* Stated problem:
How many lines in the entries below contain the string "grass"? Case counts, and the answer should be only the number.

* Material for this task:
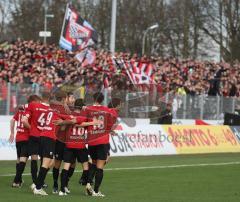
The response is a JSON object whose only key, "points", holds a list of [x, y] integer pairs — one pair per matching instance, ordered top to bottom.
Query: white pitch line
{"points": [[150, 167]]}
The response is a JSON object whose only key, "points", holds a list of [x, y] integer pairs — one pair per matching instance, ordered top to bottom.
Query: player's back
{"points": [[35, 112], [48, 126], [22, 132], [98, 134], [75, 137]]}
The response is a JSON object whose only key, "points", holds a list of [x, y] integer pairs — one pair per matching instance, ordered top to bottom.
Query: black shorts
{"points": [[33, 145], [47, 147], [109, 147], [22, 149], [59, 150], [99, 152], [70, 155]]}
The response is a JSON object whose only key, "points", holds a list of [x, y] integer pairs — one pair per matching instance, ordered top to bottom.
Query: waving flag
{"points": [[77, 33]]}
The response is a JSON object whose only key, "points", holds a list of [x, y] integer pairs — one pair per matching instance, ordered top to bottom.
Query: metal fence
{"points": [[136, 104]]}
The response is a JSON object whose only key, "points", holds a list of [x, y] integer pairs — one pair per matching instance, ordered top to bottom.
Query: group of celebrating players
{"points": [[62, 129]]}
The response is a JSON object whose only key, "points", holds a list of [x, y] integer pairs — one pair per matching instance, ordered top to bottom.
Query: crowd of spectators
{"points": [[35, 64]]}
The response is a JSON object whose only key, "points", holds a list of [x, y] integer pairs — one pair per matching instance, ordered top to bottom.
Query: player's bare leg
{"points": [[57, 165], [20, 166], [34, 170], [70, 174], [42, 175], [98, 178], [64, 179]]}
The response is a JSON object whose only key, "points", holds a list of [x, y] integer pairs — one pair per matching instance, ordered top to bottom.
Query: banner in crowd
{"points": [[77, 33], [147, 139], [202, 139], [141, 140]]}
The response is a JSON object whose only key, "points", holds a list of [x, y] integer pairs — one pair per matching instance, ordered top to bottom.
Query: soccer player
{"points": [[61, 106], [114, 106], [42, 118], [22, 138], [98, 139], [76, 148]]}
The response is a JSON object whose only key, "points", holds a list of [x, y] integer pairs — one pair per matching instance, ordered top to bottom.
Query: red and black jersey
{"points": [[35, 113], [61, 131], [22, 132], [99, 134], [76, 136]]}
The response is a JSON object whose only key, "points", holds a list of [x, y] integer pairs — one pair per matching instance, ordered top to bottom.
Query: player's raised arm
{"points": [[25, 122], [94, 122], [12, 130]]}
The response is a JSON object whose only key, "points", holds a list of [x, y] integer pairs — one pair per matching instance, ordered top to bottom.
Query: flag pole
{"points": [[64, 20]]}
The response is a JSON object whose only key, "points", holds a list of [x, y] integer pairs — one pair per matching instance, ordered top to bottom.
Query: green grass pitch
{"points": [[200, 178]]}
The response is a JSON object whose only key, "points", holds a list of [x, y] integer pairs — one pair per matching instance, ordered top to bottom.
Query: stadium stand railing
{"points": [[136, 104]]}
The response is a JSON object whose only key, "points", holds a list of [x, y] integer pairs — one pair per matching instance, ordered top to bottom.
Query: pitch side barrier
{"points": [[146, 139]]}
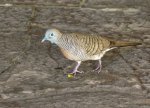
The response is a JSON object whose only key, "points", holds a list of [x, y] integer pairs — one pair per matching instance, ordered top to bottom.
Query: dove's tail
{"points": [[123, 43]]}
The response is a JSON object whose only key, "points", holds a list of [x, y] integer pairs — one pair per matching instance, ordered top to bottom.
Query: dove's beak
{"points": [[43, 40]]}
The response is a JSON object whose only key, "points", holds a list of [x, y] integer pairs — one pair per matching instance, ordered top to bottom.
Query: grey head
{"points": [[52, 35]]}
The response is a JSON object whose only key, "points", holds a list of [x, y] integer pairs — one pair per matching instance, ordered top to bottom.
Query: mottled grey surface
{"points": [[29, 77]]}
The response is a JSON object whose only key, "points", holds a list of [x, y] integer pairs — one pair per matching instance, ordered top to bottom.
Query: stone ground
{"points": [[29, 73]]}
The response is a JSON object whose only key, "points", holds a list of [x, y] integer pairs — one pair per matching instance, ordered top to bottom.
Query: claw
{"points": [[98, 68]]}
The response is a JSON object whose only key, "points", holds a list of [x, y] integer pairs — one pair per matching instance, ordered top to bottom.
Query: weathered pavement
{"points": [[29, 77]]}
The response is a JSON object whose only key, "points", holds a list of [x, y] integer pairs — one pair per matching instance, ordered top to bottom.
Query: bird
{"points": [[81, 47]]}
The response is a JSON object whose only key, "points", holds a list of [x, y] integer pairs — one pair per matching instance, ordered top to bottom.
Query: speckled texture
{"points": [[29, 73]]}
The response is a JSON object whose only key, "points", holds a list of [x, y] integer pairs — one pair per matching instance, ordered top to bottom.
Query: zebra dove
{"points": [[81, 47]]}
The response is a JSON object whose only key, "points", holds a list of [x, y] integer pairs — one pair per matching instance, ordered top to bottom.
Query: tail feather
{"points": [[123, 43]]}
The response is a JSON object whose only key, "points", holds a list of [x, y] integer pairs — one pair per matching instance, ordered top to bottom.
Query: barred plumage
{"points": [[81, 47]]}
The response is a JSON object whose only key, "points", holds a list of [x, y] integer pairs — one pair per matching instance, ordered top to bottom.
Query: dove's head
{"points": [[52, 35]]}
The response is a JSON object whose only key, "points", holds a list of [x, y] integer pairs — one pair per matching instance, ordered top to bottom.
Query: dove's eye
{"points": [[52, 34]]}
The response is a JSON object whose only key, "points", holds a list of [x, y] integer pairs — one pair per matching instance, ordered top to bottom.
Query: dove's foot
{"points": [[98, 68]]}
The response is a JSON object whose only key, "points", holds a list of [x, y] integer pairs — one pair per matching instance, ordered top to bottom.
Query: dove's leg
{"points": [[98, 68], [75, 70]]}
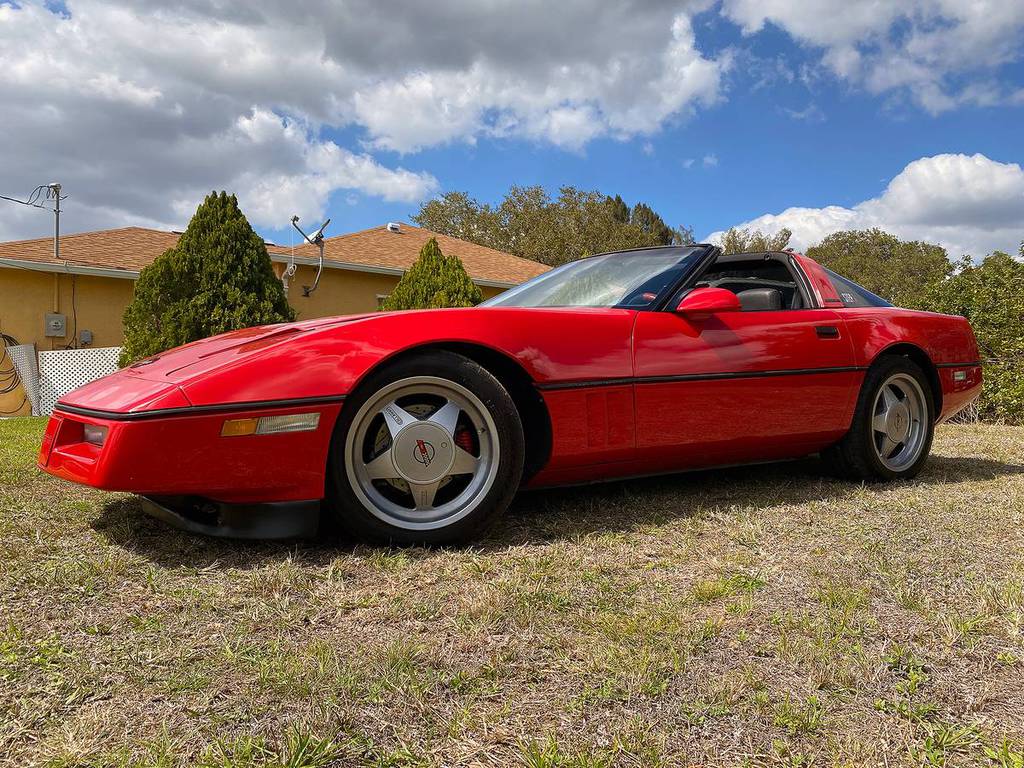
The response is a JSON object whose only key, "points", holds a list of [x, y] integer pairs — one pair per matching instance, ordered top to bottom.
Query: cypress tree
{"points": [[218, 278], [434, 281]]}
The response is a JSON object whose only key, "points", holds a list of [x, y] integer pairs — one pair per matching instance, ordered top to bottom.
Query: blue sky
{"points": [[816, 115]]}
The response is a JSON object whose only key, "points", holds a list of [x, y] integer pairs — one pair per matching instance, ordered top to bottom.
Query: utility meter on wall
{"points": [[56, 325]]}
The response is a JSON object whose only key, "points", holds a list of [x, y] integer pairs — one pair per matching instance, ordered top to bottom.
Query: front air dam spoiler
{"points": [[265, 520]]}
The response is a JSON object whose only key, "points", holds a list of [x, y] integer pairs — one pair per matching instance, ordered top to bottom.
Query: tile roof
{"points": [[131, 248], [381, 248]]}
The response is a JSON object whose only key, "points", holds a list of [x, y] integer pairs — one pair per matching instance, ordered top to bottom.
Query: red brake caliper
{"points": [[464, 439]]}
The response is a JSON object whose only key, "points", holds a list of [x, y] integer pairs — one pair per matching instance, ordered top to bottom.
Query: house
{"points": [[79, 300]]}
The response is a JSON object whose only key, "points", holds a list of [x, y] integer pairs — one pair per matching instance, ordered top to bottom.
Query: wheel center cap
{"points": [[898, 423], [423, 453]]}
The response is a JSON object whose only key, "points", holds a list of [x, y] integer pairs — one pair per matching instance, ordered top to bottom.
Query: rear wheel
{"points": [[893, 424], [428, 451]]}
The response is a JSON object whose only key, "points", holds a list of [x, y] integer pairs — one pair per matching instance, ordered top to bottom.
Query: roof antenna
{"points": [[315, 240]]}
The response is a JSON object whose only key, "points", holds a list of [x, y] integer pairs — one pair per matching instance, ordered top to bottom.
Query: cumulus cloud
{"points": [[924, 47], [139, 108], [968, 204]]}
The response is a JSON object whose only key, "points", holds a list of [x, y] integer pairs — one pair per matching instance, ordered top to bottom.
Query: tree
{"points": [[529, 223], [754, 241], [895, 269], [218, 278], [434, 281], [990, 295]]}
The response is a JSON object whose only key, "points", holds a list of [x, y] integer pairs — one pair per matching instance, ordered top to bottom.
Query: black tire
{"points": [[855, 456], [351, 513]]}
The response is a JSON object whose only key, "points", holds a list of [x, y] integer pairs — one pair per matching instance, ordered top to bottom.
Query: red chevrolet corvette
{"points": [[421, 426]]}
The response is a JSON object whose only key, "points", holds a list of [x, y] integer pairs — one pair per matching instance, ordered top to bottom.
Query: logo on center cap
{"points": [[423, 453]]}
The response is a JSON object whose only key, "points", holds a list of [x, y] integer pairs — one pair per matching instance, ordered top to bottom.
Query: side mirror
{"points": [[709, 301]]}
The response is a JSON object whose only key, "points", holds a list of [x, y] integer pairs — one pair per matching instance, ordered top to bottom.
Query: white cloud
{"points": [[926, 47], [141, 107], [969, 204]]}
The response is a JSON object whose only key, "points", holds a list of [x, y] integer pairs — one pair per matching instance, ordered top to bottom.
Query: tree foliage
{"points": [[531, 224], [754, 241], [895, 269], [217, 278], [434, 281], [991, 296]]}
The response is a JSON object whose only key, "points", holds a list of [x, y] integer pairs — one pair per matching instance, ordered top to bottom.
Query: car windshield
{"points": [[629, 279]]}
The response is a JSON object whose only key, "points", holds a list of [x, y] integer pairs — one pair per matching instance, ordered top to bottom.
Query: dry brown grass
{"points": [[753, 616]]}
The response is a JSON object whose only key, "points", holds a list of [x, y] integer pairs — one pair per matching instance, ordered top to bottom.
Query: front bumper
{"points": [[182, 453], [267, 520]]}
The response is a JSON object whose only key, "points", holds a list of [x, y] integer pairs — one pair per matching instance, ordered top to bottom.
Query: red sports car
{"points": [[420, 426]]}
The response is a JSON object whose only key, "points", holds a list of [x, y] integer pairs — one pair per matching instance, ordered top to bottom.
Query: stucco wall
{"points": [[27, 296]]}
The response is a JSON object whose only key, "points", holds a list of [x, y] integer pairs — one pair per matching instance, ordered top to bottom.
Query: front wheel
{"points": [[893, 425], [428, 451]]}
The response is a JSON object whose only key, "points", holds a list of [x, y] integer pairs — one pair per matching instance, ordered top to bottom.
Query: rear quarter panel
{"points": [[947, 340]]}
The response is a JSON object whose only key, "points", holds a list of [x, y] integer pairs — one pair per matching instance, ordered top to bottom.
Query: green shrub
{"points": [[217, 278], [434, 281], [991, 296]]}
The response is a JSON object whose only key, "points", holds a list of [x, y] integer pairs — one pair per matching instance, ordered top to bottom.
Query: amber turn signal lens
{"points": [[237, 427]]}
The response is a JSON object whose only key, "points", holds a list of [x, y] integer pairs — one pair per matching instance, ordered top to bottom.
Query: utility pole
{"points": [[54, 187], [52, 192]]}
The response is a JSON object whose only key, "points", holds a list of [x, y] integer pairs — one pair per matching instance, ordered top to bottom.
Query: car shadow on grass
{"points": [[542, 516]]}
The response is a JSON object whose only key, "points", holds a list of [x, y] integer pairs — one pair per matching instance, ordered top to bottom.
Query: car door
{"points": [[739, 386]]}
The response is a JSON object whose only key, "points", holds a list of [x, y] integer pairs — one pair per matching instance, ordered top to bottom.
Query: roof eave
{"points": [[68, 268]]}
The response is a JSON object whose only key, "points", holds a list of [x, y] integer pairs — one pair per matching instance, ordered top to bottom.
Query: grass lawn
{"points": [[751, 616]]}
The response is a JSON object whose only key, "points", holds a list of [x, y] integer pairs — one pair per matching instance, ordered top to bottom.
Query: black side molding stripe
{"points": [[699, 377], [623, 381], [165, 413]]}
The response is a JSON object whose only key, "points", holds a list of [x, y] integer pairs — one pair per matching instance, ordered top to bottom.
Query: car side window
{"points": [[761, 284], [852, 294]]}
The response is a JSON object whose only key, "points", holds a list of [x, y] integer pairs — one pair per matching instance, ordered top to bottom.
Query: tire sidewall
{"points": [[877, 376], [349, 511]]}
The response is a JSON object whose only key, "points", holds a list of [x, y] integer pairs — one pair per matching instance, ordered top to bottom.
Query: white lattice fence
{"points": [[24, 357], [64, 370]]}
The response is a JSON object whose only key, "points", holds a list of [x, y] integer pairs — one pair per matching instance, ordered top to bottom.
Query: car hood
{"points": [[184, 363]]}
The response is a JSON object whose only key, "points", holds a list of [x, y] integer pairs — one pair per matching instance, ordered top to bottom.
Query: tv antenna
{"points": [[315, 240]]}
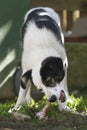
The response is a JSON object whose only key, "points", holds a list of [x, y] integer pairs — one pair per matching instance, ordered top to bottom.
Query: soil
{"points": [[71, 122]]}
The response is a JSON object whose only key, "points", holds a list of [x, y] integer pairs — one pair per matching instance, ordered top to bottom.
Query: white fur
{"points": [[38, 45]]}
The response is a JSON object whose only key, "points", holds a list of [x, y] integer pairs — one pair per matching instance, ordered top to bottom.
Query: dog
{"points": [[44, 59]]}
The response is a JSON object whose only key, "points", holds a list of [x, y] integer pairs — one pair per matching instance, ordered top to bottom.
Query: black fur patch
{"points": [[42, 21], [52, 71], [25, 78]]}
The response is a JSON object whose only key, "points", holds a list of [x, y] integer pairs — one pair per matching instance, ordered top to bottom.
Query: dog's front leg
{"points": [[20, 100], [62, 102], [62, 106]]}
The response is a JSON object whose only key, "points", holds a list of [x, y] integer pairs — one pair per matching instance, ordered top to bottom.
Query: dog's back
{"points": [[41, 32]]}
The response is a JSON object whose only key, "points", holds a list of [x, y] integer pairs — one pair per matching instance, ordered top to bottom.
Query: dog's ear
{"points": [[25, 77]]}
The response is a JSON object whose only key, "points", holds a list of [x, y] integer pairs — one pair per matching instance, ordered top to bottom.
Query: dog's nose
{"points": [[53, 98]]}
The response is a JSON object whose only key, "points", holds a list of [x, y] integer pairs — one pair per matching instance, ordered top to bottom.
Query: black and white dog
{"points": [[44, 60]]}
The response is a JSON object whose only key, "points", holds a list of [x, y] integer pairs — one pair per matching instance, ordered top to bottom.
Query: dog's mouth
{"points": [[62, 97]]}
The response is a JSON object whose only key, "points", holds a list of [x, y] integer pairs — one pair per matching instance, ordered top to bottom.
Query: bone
{"points": [[42, 113]]}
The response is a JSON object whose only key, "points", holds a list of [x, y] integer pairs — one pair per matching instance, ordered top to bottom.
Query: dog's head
{"points": [[49, 77]]}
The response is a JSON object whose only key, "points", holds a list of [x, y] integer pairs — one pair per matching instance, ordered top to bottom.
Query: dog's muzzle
{"points": [[53, 98]]}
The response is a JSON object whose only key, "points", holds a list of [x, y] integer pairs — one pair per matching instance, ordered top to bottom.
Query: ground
{"points": [[55, 120]]}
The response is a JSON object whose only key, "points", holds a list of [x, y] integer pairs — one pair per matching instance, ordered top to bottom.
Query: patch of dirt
{"points": [[69, 121]]}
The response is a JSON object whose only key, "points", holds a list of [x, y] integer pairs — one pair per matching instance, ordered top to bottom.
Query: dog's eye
{"points": [[51, 81]]}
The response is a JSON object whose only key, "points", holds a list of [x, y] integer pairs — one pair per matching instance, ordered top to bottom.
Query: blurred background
{"points": [[73, 15]]}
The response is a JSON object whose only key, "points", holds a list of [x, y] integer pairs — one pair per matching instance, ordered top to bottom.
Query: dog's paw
{"points": [[64, 108], [40, 115]]}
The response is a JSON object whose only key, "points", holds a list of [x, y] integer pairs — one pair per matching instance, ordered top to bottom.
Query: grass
{"points": [[77, 119]]}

* Complete answer:
5